Monday, May 28, 2012

YA Book Review: Where Things Come Back

Where Things Come BackWhere Things Come Back by John Corey Whaley
My rating: 4 of 5 stars

John Corey Whaley's (Where Things Come Back) antagonist Cabot Searcy steals the show. He reminds me of Hazel Motes from Flannery O'Conner's Wise Blood. Searcy learns about a secret writing called "The Book of Enoch" and can only be found in the Ethiopian Orthodox Bible--upon reading its story of the archangel Gabriel being sent to Earth by God to destroy the children of the fallen angels, Cabot Searcy becomes consumed with it.

Searcy's plot line plays second fiddle to the protagonist Cullen Witter for much of the novel--and for much of the novel I felt in limbo. Nothing seemed to happen...even though I was intrigued and had bought in to the lives of the small town people of Lily, Arkansas.

=== Supplied data ===
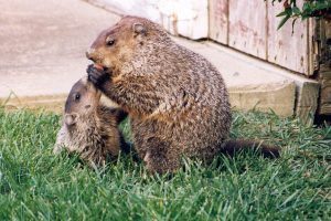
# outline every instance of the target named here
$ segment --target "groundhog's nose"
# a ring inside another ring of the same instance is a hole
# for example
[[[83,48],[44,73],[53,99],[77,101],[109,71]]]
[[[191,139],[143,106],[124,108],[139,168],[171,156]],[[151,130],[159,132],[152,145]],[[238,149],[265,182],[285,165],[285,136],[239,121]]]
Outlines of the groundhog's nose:
[[[85,54],[88,60],[92,60],[95,62],[95,60],[94,60],[95,50],[94,49],[88,49]]]

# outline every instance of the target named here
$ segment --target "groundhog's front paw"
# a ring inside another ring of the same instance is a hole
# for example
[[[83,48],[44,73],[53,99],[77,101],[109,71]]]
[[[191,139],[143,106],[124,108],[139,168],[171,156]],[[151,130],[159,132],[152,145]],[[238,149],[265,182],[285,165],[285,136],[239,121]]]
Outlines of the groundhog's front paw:
[[[93,64],[87,66],[86,72],[88,74],[88,81],[90,81],[96,87],[102,86],[106,81],[109,80],[109,73],[95,67]]]

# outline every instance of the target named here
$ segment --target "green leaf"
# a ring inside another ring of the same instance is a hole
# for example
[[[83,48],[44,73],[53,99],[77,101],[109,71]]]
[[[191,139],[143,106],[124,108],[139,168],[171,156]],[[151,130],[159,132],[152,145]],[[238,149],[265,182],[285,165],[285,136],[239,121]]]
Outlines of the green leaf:
[[[301,11],[298,7],[293,7],[292,11],[293,11],[295,14],[300,14],[301,13]]]
[[[284,15],[287,15],[287,14],[288,14],[287,11],[282,11],[279,14],[277,14],[276,17],[284,17]]]

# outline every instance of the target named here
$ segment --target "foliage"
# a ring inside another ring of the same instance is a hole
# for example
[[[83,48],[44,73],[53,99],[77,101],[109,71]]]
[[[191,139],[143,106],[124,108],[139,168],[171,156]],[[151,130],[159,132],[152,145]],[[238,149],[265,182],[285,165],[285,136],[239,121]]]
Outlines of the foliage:
[[[281,2],[284,11],[277,17],[282,17],[278,24],[280,29],[290,18],[293,18],[292,25],[297,19],[301,20],[308,18],[324,18],[331,19],[331,0],[305,0],[302,7],[298,6],[298,0],[270,0],[274,4],[275,1]]]
[[[173,177],[148,175],[121,156],[94,170],[52,155],[60,117],[0,109],[0,220],[328,220],[331,127],[276,115],[235,113],[232,137],[282,147],[220,156],[211,166],[184,160]],[[126,127],[128,133],[128,127]]]

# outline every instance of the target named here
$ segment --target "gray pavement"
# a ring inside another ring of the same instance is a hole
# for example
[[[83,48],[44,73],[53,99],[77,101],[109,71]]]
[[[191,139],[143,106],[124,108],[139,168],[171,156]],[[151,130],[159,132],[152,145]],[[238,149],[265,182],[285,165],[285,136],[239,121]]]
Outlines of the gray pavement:
[[[14,107],[61,109],[73,83],[86,74],[85,51],[120,19],[83,0],[0,0],[0,104],[11,95],[7,106]],[[233,106],[293,114],[295,83],[284,70],[215,43],[174,39],[220,70]]]

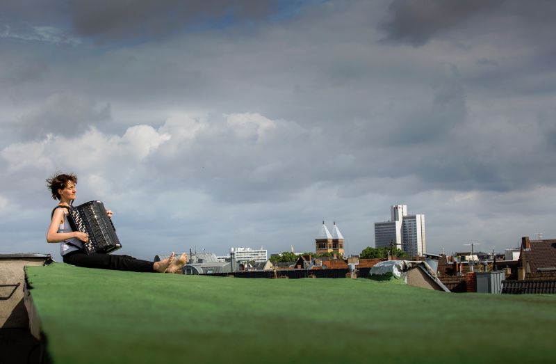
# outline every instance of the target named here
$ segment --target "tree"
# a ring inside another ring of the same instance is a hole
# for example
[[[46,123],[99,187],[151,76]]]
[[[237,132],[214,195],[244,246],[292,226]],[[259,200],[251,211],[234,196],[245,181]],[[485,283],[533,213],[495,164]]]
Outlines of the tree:
[[[359,254],[359,258],[361,259],[372,259],[372,258],[388,258],[388,252],[390,251],[390,248],[371,248],[370,246],[367,246],[363,251],[361,252]],[[398,248],[393,248],[391,249],[391,254],[398,258],[406,258],[407,257],[407,253],[403,251],[402,249],[398,249]]]

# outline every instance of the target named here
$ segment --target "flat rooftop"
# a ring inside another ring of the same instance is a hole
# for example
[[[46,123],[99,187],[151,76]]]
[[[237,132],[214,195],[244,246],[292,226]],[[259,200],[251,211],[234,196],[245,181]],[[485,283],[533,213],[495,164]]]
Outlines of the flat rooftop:
[[[548,363],[556,295],[27,267],[54,363]]]

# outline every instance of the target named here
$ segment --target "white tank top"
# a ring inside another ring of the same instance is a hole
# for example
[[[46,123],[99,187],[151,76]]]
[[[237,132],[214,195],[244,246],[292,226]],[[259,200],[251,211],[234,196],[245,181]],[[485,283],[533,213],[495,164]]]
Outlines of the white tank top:
[[[72,226],[70,225],[70,221],[67,221],[67,215],[64,213],[64,222],[60,224],[60,226],[58,228],[58,232],[72,232],[73,230],[72,230]],[[60,255],[64,255],[67,254],[71,251],[75,251],[79,250],[78,248],[76,246],[73,246],[72,245],[70,245],[67,243],[72,243],[72,244],[76,245],[79,246],[81,248],[83,248],[83,243],[77,238],[72,237],[70,239],[67,239],[65,241],[60,243]]]

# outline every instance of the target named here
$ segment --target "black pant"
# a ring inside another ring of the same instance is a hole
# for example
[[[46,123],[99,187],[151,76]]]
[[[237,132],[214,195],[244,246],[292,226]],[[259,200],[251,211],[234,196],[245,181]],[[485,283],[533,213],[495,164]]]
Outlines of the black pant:
[[[62,258],[65,263],[85,268],[149,273],[155,271],[153,269],[152,262],[141,260],[129,255],[99,253],[92,253],[88,255],[83,251],[74,251],[65,254]]]

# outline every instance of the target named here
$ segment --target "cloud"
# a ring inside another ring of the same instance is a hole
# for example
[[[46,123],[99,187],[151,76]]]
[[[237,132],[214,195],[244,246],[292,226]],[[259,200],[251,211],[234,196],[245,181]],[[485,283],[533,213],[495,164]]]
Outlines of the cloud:
[[[14,32],[9,25],[6,25],[3,31],[0,32],[0,38],[44,42],[53,45],[68,44],[73,46],[81,42],[79,38],[50,26],[31,26],[25,32]]]
[[[78,34],[101,41],[156,39],[196,26],[220,28],[232,19],[257,19],[268,14],[270,4],[245,0],[81,1],[74,7],[73,22]]]
[[[76,136],[91,125],[102,125],[110,120],[109,104],[99,104],[79,95],[54,94],[24,114],[17,127],[24,139],[40,139],[49,134]]]
[[[459,26],[477,14],[491,11],[502,0],[471,0],[449,2],[441,0],[394,0],[389,8],[388,19],[379,29],[386,42],[418,47],[432,38]]]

=== Activity ===
Answer these questions from the book review:
1. How many stars out of five does the reviewer give the novel?
2. Which character does Cabot Searcy remind the reviewer of?
3. What is the name of the small town whose people the reviewer became invested in?

=== Task output ===
1. 4 stars
2. Hazel Motes from Wise Blood
3. Lily, Arkansas